• SUPPLIED DATA:
— BEGIN —

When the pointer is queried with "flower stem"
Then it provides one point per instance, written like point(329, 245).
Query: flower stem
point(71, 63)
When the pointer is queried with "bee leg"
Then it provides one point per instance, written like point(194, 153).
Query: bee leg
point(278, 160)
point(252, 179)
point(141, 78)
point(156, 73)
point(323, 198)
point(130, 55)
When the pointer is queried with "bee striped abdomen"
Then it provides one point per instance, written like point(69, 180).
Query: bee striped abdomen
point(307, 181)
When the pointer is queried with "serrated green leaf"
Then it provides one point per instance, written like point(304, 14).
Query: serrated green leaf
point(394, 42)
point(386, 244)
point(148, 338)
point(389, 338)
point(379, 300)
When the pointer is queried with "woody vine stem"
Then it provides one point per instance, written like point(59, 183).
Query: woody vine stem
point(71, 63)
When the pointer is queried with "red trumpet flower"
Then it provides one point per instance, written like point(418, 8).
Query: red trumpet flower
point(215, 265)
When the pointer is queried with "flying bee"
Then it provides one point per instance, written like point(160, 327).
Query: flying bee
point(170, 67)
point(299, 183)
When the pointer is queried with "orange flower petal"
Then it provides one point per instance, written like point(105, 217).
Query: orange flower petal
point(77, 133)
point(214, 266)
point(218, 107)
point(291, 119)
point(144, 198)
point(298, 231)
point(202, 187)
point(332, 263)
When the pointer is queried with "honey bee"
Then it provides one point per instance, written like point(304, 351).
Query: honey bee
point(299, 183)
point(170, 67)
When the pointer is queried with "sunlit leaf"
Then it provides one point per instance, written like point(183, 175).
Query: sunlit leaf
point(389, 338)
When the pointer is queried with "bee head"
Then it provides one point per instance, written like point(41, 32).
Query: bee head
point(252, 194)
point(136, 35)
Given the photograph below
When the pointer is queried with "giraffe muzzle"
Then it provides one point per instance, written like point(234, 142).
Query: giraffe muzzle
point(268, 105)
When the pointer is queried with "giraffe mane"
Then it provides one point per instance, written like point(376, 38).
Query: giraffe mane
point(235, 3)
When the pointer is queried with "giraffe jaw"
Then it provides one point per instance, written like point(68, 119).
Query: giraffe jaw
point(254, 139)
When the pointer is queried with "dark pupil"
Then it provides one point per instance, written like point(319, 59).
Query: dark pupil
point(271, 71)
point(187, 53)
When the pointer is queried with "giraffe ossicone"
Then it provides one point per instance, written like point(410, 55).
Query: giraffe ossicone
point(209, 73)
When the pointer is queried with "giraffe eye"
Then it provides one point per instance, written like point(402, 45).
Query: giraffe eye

— END —
— BEGIN —

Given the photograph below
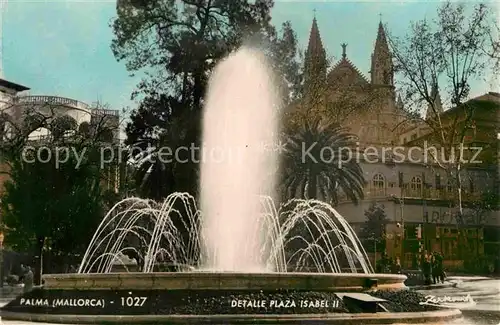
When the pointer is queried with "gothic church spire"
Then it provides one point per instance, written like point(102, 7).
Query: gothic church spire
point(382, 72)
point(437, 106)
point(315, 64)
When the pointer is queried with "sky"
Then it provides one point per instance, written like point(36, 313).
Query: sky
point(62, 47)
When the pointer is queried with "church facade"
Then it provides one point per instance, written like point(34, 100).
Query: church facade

— END —

• INSTRUCTION:
List every line of the material above that contains the string "mane". Count a line only if the letters match in case.

• WRITTEN SOLUTION:
When the pointer is queried with "giraffe mane"
Query: giraffe mane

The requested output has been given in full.